SUPPLIED PASSAGE>
Market Insights 6 min read

Electronics Makers at Risk with e-Waste Exports

Oct 25, 2018 Electronics Makers at Risk with e-Waste Exports

Scrap computers“Canada continues to allow exports of hazardous e-waste to flow to developing countries (in this case, China and Pakistan)… These are all likely to be illegal.”
Export of e-Waste from Canada, October 10th, 2018, Basel Action Network

The release of this report by the Basel Action Network, subtitled A Story as Told by GPS Trackers, has thrown a veritable thunderbolt into the midst of the waste electrical and electronic equipment recycling industry in Canada (and beyond as these issues are not unique to any one country). Not only are current stakeholders engaging in the continued export of toxic materials to unlicensed (and unregulated) locations in developing countries, but these exports may well violate one or more laws, including national laws adopting the original Basel Convention on the Control of Transboundary Movements of Hazardous Wastes and Their Disposal.

e-Waste Monopolies and the Limits of Due Diligence
A question arises as to how manufacturers of electronics could allow their products and their industry representatives to engage in these exports long after the harmful environmental and societal impacts of such exports have come to light and addressed through international agreements. The answer lies in their proximity to the compliance activities undertaken on their behalf. In Canada, the makers of electronics are mandated to participate in a single government-approved WEEE recycling organization in each province. Decisions around this reverse supply chain are simply too remote to many in the electronics industry.

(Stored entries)

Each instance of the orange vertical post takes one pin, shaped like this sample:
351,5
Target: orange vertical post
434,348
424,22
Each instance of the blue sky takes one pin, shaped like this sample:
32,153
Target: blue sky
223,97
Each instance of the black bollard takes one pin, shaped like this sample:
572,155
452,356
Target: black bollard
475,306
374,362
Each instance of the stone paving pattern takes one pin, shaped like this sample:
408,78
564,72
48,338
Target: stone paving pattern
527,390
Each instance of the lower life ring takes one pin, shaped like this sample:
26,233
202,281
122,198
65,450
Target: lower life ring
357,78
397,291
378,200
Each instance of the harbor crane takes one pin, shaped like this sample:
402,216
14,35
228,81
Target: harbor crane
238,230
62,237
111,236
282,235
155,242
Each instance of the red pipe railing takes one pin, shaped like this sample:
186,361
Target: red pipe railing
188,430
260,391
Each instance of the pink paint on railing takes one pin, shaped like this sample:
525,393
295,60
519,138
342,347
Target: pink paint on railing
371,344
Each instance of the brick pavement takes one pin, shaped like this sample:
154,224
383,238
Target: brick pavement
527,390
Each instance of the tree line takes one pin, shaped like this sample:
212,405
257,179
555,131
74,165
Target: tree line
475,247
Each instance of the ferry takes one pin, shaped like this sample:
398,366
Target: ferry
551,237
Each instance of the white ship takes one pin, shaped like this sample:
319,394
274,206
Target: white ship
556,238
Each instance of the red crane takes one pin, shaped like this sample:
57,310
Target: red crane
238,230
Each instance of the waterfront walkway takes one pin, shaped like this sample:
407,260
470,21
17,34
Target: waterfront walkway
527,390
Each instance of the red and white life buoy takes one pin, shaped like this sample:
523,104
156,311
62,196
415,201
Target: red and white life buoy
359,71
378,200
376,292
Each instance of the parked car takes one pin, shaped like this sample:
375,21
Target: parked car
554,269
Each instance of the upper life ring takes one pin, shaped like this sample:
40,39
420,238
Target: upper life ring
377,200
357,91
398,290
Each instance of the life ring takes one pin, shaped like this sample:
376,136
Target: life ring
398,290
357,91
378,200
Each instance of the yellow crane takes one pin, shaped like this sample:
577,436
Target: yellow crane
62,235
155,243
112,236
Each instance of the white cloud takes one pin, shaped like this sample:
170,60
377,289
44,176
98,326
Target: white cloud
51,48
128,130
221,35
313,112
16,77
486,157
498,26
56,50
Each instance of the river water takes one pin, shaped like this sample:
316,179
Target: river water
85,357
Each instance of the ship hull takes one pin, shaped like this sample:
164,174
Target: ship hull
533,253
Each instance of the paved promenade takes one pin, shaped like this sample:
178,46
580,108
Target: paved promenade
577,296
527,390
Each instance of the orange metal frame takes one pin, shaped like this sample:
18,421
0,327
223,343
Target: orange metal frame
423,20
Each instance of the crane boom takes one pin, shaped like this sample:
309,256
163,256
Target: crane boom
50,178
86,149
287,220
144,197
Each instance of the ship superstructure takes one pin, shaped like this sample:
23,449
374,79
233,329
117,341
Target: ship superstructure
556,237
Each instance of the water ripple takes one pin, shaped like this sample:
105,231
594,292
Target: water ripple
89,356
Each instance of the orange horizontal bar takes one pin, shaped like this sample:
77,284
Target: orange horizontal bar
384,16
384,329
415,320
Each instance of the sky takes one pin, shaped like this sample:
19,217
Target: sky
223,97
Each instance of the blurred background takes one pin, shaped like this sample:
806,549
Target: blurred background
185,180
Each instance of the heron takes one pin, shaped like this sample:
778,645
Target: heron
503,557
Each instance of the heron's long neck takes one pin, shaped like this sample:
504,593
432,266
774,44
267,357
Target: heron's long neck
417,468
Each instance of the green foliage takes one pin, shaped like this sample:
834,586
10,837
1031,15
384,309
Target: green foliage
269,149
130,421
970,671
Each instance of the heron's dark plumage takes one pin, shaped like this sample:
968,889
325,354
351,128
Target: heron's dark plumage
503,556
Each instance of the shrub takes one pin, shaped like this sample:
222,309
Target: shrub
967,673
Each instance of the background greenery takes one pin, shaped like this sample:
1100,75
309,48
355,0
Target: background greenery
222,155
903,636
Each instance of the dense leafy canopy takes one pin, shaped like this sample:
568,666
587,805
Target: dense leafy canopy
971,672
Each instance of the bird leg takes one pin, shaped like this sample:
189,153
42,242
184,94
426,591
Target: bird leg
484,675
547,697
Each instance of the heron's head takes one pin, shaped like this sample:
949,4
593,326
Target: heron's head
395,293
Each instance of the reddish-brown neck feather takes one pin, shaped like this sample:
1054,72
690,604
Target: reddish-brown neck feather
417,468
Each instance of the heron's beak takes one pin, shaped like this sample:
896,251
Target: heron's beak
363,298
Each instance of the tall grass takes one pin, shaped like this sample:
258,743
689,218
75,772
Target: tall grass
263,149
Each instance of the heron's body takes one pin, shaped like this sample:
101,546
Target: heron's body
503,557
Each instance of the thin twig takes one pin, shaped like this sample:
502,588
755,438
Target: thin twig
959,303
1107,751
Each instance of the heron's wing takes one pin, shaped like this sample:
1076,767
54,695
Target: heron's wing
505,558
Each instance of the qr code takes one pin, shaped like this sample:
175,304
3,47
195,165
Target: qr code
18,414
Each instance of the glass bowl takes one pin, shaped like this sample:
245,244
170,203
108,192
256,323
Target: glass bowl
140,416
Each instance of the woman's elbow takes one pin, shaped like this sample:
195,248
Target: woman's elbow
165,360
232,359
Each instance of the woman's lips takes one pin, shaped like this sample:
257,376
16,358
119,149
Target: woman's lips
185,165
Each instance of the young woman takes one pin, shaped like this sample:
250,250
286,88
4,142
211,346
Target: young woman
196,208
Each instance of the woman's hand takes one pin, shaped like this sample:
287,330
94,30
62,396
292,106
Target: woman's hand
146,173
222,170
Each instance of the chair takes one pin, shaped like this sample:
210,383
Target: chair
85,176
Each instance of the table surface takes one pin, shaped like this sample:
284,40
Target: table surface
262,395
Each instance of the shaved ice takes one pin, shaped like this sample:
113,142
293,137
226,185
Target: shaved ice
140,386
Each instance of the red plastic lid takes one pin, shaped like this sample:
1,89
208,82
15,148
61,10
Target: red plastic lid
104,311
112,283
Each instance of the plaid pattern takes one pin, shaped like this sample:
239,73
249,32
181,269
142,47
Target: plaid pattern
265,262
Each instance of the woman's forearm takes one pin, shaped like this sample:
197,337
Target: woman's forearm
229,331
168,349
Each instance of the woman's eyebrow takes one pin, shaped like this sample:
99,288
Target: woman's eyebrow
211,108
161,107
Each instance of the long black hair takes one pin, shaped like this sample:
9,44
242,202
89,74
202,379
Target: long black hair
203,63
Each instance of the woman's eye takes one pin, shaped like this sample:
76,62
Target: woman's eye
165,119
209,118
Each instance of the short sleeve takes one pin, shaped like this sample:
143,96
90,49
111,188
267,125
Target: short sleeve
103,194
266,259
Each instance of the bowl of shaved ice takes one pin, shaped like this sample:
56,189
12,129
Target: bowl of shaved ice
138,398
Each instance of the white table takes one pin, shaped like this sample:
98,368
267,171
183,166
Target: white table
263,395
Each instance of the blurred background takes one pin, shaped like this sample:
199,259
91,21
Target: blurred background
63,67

WHAT THE TASK REQUIRES>
Translate this sentence from the article about e-waste exports into Spanish: "In Canada, the makers of electronics are mandated to participate in a single government-approved WEEE recycling organization in each province." Rely only on the article about e-waste exports.

COMPLETED TASK>
En Canadá, los fabricantes de productos electrónicos están obligados a participar en una única organización de reciclaje de RAEE aprobada por el gobierno en cada provincia.